Text under study ->
++++

This is a true story.
I woke up this Election Day morning itching.
Itching to get chores done so my wife and I could go vote that straight blue line, sure. Neither of us has ever missed voting, and a vote against the minions of Donzo is the closest we can manage to hurling a road-killed skunk over the fence at 1600 Occupied Territory.
No, this itch was sharper. More immediate. More visceral. Localized.
I scratched, examined the scratch-point with blurry eyes, and found out that there was a tick fastened to the starboard side of my scrotum. Really. Well, at that point it was what was left of the tick; in the night scratching, or my half-awake fingernail work seemed to have taken the body off the thing, leaving the horrible black head burrowed into some fairly tender flesh.
I'm not a superstitious man, but I had to wonder: is this an omen of some sort? And if so, what kind? Did mean that today we were going to scrape loose the worst of a parasitical infestation, with only the dumb ugly head (orange this time) fastened to us afterward? I was able to pry most of that loose with tweezers--the magic tweezers of impeachment? I--and America--was ready for a peroxide rinse and some good topical antibiotics.

++++

Recorded information ->
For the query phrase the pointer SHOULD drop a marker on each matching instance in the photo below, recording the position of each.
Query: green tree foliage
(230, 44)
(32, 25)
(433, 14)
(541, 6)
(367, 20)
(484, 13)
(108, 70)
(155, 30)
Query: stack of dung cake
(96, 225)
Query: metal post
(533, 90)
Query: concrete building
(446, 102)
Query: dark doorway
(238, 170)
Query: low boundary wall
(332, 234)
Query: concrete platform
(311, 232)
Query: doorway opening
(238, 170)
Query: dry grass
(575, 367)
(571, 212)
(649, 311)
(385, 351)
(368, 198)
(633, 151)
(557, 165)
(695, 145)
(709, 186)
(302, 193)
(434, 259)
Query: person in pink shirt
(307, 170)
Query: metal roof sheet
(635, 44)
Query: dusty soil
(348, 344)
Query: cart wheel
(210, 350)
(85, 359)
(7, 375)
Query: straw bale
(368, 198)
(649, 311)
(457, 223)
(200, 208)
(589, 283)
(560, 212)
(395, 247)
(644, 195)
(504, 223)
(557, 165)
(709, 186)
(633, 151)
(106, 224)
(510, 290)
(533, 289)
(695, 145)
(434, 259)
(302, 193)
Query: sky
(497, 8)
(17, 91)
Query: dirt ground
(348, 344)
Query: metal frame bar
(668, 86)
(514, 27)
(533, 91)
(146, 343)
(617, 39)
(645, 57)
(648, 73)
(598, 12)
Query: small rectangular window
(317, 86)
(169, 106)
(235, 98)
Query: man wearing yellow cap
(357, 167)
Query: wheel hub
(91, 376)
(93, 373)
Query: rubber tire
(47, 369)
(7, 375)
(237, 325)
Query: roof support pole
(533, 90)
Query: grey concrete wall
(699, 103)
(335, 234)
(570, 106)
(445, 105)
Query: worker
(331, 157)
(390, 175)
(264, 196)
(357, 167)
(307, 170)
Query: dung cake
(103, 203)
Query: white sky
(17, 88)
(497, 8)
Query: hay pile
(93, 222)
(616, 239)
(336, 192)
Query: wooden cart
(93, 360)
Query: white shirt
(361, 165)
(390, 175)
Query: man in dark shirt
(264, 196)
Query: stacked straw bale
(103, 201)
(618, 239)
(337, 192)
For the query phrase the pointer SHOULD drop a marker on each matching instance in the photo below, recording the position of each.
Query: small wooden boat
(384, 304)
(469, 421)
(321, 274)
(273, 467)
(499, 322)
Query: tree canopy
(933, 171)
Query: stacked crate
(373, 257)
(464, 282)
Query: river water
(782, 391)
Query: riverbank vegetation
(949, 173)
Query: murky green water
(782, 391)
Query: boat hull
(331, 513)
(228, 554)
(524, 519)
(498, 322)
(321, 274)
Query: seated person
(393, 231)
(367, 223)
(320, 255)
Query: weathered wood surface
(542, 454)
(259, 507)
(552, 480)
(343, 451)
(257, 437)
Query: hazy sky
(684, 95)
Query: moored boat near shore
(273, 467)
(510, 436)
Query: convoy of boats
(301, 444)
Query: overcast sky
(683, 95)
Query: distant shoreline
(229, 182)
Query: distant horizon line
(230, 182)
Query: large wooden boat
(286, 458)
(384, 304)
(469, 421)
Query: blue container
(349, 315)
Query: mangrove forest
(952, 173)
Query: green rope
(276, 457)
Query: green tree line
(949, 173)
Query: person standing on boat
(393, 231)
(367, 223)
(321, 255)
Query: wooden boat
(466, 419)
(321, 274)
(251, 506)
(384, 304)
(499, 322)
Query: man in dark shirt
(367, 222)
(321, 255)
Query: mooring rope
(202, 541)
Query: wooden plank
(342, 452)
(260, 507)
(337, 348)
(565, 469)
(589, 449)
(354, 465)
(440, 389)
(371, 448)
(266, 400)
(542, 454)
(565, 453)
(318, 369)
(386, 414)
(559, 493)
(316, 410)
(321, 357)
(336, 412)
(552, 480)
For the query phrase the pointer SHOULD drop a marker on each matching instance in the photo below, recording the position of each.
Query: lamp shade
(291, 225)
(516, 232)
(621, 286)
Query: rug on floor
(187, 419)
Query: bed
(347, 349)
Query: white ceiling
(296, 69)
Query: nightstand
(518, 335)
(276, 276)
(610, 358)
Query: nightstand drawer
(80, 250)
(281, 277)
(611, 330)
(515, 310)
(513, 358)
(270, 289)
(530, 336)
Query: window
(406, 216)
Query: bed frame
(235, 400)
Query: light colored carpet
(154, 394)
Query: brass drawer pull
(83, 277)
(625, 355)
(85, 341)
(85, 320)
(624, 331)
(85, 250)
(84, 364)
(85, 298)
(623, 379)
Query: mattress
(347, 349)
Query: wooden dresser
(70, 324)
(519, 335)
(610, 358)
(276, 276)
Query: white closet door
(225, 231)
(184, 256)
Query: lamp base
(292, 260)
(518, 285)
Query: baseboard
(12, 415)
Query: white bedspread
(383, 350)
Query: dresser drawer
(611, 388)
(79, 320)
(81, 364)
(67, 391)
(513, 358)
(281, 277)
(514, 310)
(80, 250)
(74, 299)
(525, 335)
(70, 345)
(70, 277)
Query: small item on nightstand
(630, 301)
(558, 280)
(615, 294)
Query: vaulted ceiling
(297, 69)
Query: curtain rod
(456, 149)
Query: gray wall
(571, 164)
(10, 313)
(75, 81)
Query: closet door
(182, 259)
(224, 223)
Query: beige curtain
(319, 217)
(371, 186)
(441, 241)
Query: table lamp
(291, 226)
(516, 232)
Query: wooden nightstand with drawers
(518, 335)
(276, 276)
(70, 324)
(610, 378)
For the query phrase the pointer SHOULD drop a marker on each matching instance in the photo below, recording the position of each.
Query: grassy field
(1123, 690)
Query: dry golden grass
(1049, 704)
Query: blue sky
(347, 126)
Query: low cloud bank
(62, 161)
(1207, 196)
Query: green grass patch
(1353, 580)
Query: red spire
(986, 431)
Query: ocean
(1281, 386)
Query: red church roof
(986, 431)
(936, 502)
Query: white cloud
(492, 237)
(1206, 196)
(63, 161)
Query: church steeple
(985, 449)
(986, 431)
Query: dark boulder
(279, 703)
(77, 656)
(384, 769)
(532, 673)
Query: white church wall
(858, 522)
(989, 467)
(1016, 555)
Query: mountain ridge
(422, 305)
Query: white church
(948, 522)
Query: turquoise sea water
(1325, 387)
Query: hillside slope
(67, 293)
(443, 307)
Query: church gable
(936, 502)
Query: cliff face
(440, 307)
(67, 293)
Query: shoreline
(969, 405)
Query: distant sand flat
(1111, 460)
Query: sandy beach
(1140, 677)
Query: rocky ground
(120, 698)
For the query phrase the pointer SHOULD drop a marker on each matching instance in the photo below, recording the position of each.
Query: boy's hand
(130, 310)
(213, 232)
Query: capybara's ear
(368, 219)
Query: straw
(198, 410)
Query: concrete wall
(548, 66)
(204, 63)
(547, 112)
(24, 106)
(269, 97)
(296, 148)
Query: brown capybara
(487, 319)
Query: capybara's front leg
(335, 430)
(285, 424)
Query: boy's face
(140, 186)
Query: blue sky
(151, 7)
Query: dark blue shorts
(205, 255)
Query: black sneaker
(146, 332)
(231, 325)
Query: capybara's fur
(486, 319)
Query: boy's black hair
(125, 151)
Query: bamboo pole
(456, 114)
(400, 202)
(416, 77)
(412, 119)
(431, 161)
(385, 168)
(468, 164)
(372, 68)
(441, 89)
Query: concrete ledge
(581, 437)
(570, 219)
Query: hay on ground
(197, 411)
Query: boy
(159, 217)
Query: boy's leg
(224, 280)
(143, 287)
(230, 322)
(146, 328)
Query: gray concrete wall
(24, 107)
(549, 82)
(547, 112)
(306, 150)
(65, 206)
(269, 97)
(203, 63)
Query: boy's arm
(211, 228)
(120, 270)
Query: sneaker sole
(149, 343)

++++

What you need to do ->
1 - In the Election Day tick story, where on the narrator's body was the tick fastened?
2 - Carry the Election Day tick story forward from its last sentence, in the same voice.

Outputs in order ->
1 - On the starboard side of the narrator's scrotum.

2 -
It's early evening as I write this, no real election results yet. But starting my day having a tick fastened to my nut-sack is a decent metaphor for how I've felt about our country since the will of the majority was overthrown and a monstrous fraud was thrust on our people: we have a greedy, potentially deadly bloodsucker attached to us, a loathsome critter with no redeeming value. A bearer of disease, of plague.
Sure hope we scrape the worst of the bastard off, and neutralize--sterilize--the leftover bits starting tomorrow.